**EXERCISE TASK 1:** From the author response, extract the passage starting at "We would like" and ending at "Reviewer 1.".

The English expressions need to be carefully revised and polished.

Author Response

We would like to express our sincere gratitude to the reviewers for their careful reading, constructive comments, and valuable suggestions, which have significantly contributed to the improvement of our manuscript and to the advancement of scientific knowledge in this field. All changes and additions made to the manuscript in response to the reviewers’ comments are highlighted in yellow for easy identification.

 

Reviewer 1.

1. "Some parameters (such as microwave power and temperature control accuracy) need to be supplemented and explained to enhance the transparency of the experiment."

The reviewer is correct in pointing out the need for greater detail regarding experimental parameters. To address this, we have supplemented the manuscript with comprehensive information on microwave power (2.45 GHz frequency, maximum input power of 1.2 kW) and temperature control accuracy (± 10 °C), as well as details on the temperature monitoring method used during the sintering process. These changes are highlighted in yellow in the revised manuscript to enhance clarity and ensure full transparency of the experimental procedures.

**PROVIDED DATA:**
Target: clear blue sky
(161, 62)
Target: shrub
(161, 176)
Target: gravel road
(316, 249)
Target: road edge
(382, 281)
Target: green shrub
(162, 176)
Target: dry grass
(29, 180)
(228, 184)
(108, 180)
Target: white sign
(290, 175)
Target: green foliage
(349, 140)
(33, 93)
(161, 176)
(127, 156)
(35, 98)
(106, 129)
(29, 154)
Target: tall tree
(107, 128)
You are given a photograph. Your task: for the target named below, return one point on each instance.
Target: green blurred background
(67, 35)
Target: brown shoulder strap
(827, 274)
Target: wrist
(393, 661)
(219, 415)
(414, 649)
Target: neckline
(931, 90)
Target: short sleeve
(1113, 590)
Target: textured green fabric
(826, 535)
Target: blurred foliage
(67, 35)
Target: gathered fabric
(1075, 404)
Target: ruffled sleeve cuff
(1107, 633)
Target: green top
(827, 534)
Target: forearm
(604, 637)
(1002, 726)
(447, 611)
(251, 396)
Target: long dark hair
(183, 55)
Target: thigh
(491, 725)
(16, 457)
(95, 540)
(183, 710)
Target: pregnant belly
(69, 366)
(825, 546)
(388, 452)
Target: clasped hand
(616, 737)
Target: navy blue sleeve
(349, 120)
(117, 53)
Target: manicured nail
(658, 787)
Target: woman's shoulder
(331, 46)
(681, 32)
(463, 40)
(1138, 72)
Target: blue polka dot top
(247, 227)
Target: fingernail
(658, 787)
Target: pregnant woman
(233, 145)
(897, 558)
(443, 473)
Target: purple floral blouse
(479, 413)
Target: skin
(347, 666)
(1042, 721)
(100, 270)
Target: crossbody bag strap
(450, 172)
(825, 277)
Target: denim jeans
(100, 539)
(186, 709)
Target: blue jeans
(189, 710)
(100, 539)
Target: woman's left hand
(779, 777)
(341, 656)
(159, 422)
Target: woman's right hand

**EXERCISE TASK 2:** Copy the rows starting at the row that contains "Target: woman's left hand" and ending at the last row.

**RESPONSE 1:**
We would like to express our sincere gratitude to the reviewers for their careful reading, constructive comments, and valuable suggestions, which have significantly contributed to the improvement of our manuscript and to the advancement of scientific knowledge in this field. All changes and additions made to the manuscript in response to the reviewers’ comments are highlighted in yellow for easy identification.

 

Reviewer 1.

**RESPONSE 2:**
Target: woman's left hand
(779, 777)
(341, 656)
(159, 422)
Target: woman's right hand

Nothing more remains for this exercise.